#### Исходный текст ####
Возьмем наш старый пример, формулу: "при нагревании тела расширяются". Эта формула истинна: она соответствует действительности. Абсолютно?Нет! Она одностороння, она неполна: в астрофизике, в звездных условиях она неверна. На земле у нее есть исключения (вода, сталь и др.). Но в земных условиях, минус несколько веществ, она истинна, она соответствует действительности. Что же значит, что она в этих пределах "соответствует'? Это значит, что, если мы увидим на земле какое-либо тело в соотношении с другим фактором, при котором температура первого тела повышается, т. е. увеличивается энергия колебания его молекул, то объем этого тела расширяется. Или: если мы говорим, что материя имеет электромагнитную природу, и эта "картина мира" правильна, соответствует действительности, то это значит следующее: какое бы вещество мы ни взяли, сколько бы опытов ни проделали, каждый раз, вонзаясь экспериментально в микроструктуру вещества, мы находили бы там мельчайшие положительно и отрицательно заряженные частицы. Это значит, также, что любое непосредственно-практическое соприкосновение с материей с целью ее изменить согласно данным теории, подтверждало бы эту теорию самым конкретным ходом технологического процесса. Об этом мы подробно говорили, когда занимались вопросом о познаваемости вещей в себе. Отражение есть сжатое, конденсированное, "духовное воспроизводство" ("geistige Reproduktion") действительности. Правильное, истинное отражение, это такое отражение, которое конденсирует именно эти связи, качества, свойства, отношения, процессы, а не создает иллюзорные, т. е. не имеющие своего материального коррелата или своего действительного, вне субъекта находящегося, коррелата вообще. Отражение, как система понятий,отнюдь не есть система произвольно выбранных "символов" или "значков", или плехановских "иероглифов". Когда мы мыслим об электронах, то электрон – вовсе не значок и не нумерок реального, а "духовное воспроизводство" этого реального. Опосредованное значение, как мы видели, снимает субъективность и проникает в объективные связи вещей и процессов. Но одну и ту же систему понятий мы можем выразить на разных языках, записать в математических формулах, уравнениях, буквах и т.д. Это – уже область символики,условного обозначения. Никак нельзя ставить на одну доску и считать процесс образования понятий и мышления однородным с процессом выработки символов и символического писания.
#### Строки набора ####
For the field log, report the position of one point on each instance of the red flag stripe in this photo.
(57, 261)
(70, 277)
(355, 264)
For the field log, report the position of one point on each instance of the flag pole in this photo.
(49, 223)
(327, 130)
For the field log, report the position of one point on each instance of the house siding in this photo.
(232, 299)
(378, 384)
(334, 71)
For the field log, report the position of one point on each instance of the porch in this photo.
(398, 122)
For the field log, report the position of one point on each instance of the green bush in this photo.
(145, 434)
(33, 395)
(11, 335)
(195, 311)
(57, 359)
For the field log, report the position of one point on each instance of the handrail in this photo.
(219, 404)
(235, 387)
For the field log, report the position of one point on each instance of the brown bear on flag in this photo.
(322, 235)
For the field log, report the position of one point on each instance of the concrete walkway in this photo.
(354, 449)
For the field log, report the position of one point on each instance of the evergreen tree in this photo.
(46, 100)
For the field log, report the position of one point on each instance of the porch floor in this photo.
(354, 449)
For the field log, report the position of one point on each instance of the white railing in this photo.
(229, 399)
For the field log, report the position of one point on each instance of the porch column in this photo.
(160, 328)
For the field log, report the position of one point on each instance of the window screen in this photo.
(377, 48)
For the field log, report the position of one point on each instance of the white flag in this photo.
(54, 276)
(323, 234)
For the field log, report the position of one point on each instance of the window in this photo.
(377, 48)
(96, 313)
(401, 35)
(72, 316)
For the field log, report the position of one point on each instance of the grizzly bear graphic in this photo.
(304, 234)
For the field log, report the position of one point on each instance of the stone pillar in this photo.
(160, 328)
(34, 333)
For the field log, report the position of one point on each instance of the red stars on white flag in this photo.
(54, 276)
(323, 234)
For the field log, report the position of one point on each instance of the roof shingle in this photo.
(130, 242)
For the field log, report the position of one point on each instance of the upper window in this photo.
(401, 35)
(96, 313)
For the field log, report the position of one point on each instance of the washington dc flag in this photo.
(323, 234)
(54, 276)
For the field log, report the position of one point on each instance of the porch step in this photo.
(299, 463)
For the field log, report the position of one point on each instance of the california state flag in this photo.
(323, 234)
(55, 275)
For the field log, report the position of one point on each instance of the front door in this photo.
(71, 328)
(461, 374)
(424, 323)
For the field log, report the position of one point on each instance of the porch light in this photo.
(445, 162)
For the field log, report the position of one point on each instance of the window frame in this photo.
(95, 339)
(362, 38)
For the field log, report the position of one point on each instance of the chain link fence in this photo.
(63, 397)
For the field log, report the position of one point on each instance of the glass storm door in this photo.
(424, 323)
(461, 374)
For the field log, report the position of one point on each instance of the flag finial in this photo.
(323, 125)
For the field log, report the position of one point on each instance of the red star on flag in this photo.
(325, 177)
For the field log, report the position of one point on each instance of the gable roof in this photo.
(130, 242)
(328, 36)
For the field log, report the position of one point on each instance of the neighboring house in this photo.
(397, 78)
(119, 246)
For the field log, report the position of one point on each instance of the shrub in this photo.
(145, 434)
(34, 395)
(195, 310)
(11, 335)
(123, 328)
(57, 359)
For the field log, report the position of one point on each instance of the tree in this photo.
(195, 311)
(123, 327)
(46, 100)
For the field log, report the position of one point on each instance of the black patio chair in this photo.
####
*Твоё задание:* Продолжи текст об истинности и отражении действительности дальше его последней фразы. Записи здесь не понадобятся.

*Готовое решение:*
 

Итак критерием истины является соответствие с действительностью. Но теоретическое познание это есть одна сторона процесса овладевания, то есть теоретическое овладевание объектом. Следовательно, соответствие с действительностью есть критерий мощи теоретического овладевания. Истина есть соответствие с действительностью. Истина есть мощь теретического познания, его действительность в смысле его действенности,его эффективности.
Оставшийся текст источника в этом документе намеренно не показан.